• [ACTIVITY]: Every line from the start of the entries up to and including the one bearing "[indicate] the reddish-haired" must be printed verbatim, without the pictures.

(Image-grounded pointing data)
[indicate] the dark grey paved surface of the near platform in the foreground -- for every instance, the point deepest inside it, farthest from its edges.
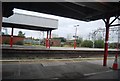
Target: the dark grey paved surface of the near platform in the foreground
(56, 70)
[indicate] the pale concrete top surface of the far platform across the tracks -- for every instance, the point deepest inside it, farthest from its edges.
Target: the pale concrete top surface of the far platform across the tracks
(53, 48)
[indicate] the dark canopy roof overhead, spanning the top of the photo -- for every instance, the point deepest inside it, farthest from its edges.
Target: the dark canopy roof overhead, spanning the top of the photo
(85, 11)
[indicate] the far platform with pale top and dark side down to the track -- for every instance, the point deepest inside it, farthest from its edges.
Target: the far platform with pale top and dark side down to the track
(53, 52)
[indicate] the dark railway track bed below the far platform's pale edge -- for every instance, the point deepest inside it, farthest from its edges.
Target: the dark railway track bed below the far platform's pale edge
(47, 53)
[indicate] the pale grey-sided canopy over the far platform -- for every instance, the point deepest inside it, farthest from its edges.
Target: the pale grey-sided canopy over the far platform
(31, 22)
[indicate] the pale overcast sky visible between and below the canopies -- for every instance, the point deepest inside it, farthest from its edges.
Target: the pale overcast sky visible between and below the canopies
(65, 26)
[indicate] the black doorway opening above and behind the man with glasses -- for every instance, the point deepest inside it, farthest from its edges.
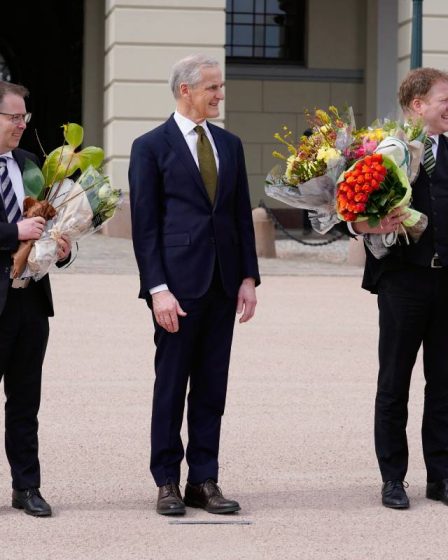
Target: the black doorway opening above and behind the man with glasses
(41, 44)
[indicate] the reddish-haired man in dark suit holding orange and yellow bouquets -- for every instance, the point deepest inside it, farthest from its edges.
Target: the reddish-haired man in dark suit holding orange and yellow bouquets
(412, 287)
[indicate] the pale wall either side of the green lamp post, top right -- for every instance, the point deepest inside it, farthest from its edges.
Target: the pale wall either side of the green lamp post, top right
(435, 36)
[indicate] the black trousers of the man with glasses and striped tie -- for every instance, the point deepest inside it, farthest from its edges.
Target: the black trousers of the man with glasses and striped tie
(24, 333)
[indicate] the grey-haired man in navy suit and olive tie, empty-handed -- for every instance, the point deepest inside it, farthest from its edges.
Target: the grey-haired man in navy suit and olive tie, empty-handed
(194, 244)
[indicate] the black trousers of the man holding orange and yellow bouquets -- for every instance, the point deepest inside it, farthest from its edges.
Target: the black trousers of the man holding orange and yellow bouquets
(413, 311)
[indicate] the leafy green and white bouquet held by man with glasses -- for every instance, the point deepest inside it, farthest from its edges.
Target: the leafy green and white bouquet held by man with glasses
(73, 208)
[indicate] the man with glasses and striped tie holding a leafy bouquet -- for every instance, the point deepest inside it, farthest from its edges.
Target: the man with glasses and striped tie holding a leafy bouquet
(24, 310)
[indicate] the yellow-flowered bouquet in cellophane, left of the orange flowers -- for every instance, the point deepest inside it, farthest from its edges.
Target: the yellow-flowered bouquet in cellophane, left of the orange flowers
(312, 168)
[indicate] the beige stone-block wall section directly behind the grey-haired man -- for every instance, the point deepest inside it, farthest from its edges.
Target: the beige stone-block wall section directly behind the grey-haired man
(143, 40)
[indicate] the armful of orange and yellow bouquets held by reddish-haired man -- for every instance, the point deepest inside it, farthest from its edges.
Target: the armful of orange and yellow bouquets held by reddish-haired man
(340, 173)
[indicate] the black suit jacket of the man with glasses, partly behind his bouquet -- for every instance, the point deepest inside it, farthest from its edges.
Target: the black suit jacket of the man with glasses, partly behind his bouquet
(9, 242)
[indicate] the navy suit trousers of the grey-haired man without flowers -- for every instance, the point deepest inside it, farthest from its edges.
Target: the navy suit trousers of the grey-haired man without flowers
(199, 353)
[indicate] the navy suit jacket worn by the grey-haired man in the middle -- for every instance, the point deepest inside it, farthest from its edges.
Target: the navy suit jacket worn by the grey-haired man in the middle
(178, 234)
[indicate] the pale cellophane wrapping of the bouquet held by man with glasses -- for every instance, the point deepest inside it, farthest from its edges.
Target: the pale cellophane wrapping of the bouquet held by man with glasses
(82, 207)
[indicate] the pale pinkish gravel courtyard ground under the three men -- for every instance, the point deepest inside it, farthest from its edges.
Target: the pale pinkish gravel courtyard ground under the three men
(297, 441)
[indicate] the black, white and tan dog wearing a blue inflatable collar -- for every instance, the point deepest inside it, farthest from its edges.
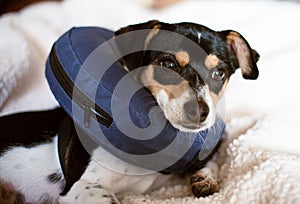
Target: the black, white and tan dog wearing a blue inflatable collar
(29, 155)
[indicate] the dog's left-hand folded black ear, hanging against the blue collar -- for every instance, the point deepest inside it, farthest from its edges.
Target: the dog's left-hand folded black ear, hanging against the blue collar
(136, 42)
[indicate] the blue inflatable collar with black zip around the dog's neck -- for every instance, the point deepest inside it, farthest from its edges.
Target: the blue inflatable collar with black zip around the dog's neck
(88, 99)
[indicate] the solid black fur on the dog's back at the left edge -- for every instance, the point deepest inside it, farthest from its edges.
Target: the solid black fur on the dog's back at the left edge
(29, 128)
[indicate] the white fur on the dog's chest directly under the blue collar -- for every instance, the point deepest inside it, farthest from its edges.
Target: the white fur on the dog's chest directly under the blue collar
(113, 175)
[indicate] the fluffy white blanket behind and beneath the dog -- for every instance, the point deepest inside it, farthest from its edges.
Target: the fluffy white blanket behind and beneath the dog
(260, 159)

• [ANSWER TO THIS PROBLEM]:
[indicate] the dark grey paved surface of the near platform in the foreground -- for every instance, the point deepest inside it, farthest from its edges.
Target: the dark grey paved surface of the near platform in the foreground
(56, 70)
[indicate] the pale concrete top surface of the far platform across the tracks -- for every instance, the point deepest inside it, farthest from its edges.
Target: the pale concrete top surface of the far platform across the tracks
(53, 48)
[indicate] the dark canopy roof overhead, spanning the top of the photo -- for every instance, the point deepest inside it, farthest from its edges.
Target: the dark canopy roof overhead, spanning the top of the photo
(85, 11)
[indicate] the far platform with pale top and dark side down to the track -- for every instance, the point deepest inside it, farthest from its edges.
Target: the far platform with pale top and dark side down to the track
(53, 52)
[indicate] the dark railway track bed below the far platform's pale edge -- for every instance, the point deepest inside it, farthest from its edges.
Target: the dark railway track bed below the far platform's pale edge
(47, 53)
[indicate] the pale grey-sided canopy over the far platform -- for every instance, the point deepest inside it, farthest from its edges.
Target: the pale grey-sided canopy over the far platform
(31, 22)
[indicate] the pale overcast sky visible between and below the canopies -- for every instance, the point deepest inside it, farthest from its edges.
Target: the pale overcast sky visible between and below the canopies
(65, 26)
[indicate] the black doorway opening above and behind the man with glasses -- for every instance, the point deepest inside it, farthest from its edges.
Target: the black doorway opening above and behind the man with glasses
(41, 44)
[indicate] the reddish-haired man in dark suit holding orange and yellow bouquets -- for every instance, the point deepest inside it, farthest from its edges.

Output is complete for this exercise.